#### [EXTRACT PROVIDED]
-- START --

It took a lot of nerve for DeFilippo to make this statement at a time when BC had just abandoned Eastern football for the second time. How convenient for him to retreat to a situation 22 years earlier to find a scapegoat for the actions of himself & his university president who had just stabbed the other Eastern schools in the back - & then whined further that they shouldn't have to pay the fine that they had helped craft & had agreed to months earlier.
Unfortunately the factual record does not support DeFilippo's statement:
1. Joe Paterno is on the record as saying that Penn State was never interested in joining the Big East, that he had approached ADs at BC & Syracuse about forming an all-sports conference. What this says to me is that BC & Syracuse tried to hedge their bets by getting the rest of the BE members to offer an invitation to Penn State - an offer that Paterno says PSU would never have accepted. BC & Syracuse wanted to have their cake & eat it too.
I am returning to these boards after a long absence, and wish to say that I have found your posts to be amongst the best since GunnerFan and I used to post here.
But, while JoePa may have insisted that Penn State never wanted admittance into the Big East, the fact remains they did, and both Dave Gavitt and Mike Tranghese have publicly supported Jake Crouthamel's version of what happened.
The three "No" votes have never publicly been revealed, but I have it on pretty good authority that they were St. John's, Georgetown, and Seton Hall. So I have no idea why DeFillippo is fingering Nova, who was a partner with Penn State in the Eastern 8 just a few years earlier.
2. What it would have taken in 1982 is the same thing that it would take now to form an all-sports conference. The football schools would have to leave the Big East with the safety & security that it provides. Nothing is gained in this world without some risk. In 1982, BC & Syracuse were not risk takers. The football schools have yet to show themselves to be risk takers today.
I agree, that had Penn State joined the Big East back in 1982, and Pitt would have followed at #10 within 2 years, the 4 cornerstones of northeastern football would still have been independent from 84-88. But there was no need for SU and BC to risk anything back in 1982 when being indy was still worthwhile and JoePa was insisting upon an imbalance of football monies going to the Nits but an equal share of basketball proceeds.
What might have been different was when the landscape started to change in the late 80s - it might have been much easier to be risk-takers for all four (BC, Syracuse, and Pitt to leave the security of the Big East and Penn State to capitulate on their demand for a much higher amount of the football monies) if they had been conference members together for a period of 4 years or more.
On the other hand, Bryce Jordan was determined to get Penn State into the Big 10 - so that might have happened anyway (assuming he would have been president, as I'll get into below) - which means that Syracuse and BC were right to be conservative in this regard. After all, JoePa and Penn State did pull out of the old Eastern 8 by slipping a note under the commissioner's door.
3. In 1982, the Big East was not interested in adding 2 schools, so if an offer had been made & Penn State were to have accepted it, Pitt would have been left hanging out to dry. Pitt was a good fit for the Big East in 1982, which is why they were admitted. Penn State was not, which is why an invitation was never offered.

-- END --

#### [DIRECTIVE A]
In the discussion of Penn State and the Big East, which three schools does the writer believe cast the "No" votes?

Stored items
-- START --

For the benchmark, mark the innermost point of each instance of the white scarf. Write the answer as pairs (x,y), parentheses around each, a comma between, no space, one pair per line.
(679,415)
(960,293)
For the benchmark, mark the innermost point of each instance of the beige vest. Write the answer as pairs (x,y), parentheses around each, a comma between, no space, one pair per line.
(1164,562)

-- END --

#### [DIRECTIVE B]
Reproduce all of the stored items above word for word, keeping every line.

#### [SOLUTION A]
St. John's, Georgetown, and Seton Hall.

#### [SOLUTION B]
For the benchmark, mark the innermost point of each instance of the white scarf. Write the answer as pairs (x,y), parentheses around each, a comma between, no space, one pair per line.
(679,415)
(960,293)
For the benchmark, mark the innermost point of each instance of the beige vest. Write the answer as pairs (x,y), parentheses around each, a comma between, no space, one pair per line.
(1164,562)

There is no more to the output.